[[ Document text, beginning ]]

Censky's research showed for the first time that over-water transport of some terrestrial species - in this case, iguanas floating on rafts of 30-foot debris as far as 150 miles as the result of a hurricane - could result in viable populations in new locations in the Caribbean.

"All sorts of mechanisms have been suggested to explain how various terrestrial species have become dispersed around the Caribbean, including land bridges and transport over water," according to Nature.

But Censky had evidence that at least 15 green iguanas were seen rafting onto the eastern beaches of the island of Anguilla on a mat of logs and uprooted trees, shortly after a hurricane in 1995. Within a month of the invasion, Censky established a survey on the island to document the survival of this new species.

"The only previous evidence that animals might have rafted together was a 30-year-old paper documenting three toads found floating on a log in a middle of a lake. 'It wasn't even over-the-sea rafting,'" the Times quotes Censky as saying.

"'It's a spectacular observation. Some of the things nature can do are pretty incredible,'" said James H. Brown, an ecologist and biogeographer at the University of New Mexico, who is also quoted in The New York Times.

During her first week here, reporters interviewed Censky for Newsweek, ABC News, Discovery News, National Public Radio, The London Daily News, Canadian Public Television and Radio, AAAS Radio, The Hartford Courant, Science News, Book and Author, The New York Times, and many others, including media outlets in Switzerland and Brazil.

[[ Document text, end ]]
[[ Data extracts, beginning ]]

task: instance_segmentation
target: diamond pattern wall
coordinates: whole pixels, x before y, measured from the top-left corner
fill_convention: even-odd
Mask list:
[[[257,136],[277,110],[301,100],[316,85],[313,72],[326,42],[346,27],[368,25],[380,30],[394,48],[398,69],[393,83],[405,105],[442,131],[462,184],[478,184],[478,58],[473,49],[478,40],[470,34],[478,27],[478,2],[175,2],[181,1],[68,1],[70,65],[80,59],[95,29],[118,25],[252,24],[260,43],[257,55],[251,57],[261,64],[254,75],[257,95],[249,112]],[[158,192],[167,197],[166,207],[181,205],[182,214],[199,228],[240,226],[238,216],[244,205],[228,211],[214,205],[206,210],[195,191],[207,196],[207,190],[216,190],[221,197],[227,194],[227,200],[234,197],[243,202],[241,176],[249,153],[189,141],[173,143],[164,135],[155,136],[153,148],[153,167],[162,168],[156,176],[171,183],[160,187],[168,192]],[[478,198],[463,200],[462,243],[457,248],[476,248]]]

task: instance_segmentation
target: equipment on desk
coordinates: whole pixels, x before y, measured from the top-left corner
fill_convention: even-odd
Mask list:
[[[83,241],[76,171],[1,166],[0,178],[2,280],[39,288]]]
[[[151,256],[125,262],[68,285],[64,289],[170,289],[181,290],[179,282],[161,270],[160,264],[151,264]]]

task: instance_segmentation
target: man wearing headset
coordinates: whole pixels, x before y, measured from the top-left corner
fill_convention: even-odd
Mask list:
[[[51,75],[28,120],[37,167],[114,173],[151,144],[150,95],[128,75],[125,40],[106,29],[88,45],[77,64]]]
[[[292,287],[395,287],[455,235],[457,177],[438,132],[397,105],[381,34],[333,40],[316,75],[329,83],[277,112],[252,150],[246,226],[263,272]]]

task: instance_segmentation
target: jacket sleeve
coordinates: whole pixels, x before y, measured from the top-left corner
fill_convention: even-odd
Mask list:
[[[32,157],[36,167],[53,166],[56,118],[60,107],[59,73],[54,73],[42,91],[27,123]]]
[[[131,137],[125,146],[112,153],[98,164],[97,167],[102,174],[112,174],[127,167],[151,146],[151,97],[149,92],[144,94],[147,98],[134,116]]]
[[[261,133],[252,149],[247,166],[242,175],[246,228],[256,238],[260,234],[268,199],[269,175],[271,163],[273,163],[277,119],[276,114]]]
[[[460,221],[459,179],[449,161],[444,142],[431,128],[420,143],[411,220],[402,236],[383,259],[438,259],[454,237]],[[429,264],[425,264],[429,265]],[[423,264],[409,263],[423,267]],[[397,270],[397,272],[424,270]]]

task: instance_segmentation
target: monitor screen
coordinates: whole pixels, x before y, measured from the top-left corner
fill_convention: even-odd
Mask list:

[[ Data extracts, end ]]

Problems and tasks =
A – In the iguana article, in what year was the hurricane after which green iguanas were seen rafting onto the beaches of Anguilla?
B – Retype the passage of the iguana article starting at "During her first" and ending at "Switzerland and Brazil.".

Answer set =
A – 1995

B –
During her first week here, reporters interviewed Censky for Newsweek, ABC News, Discovery News, National Public Radio, The London Daily News, Canadian Public Television and Radio, AAAS Radio, The Hartford Courant, Science News, Book and Author, The New York Times, and many others, including media outlets in Switzerland and Brazil.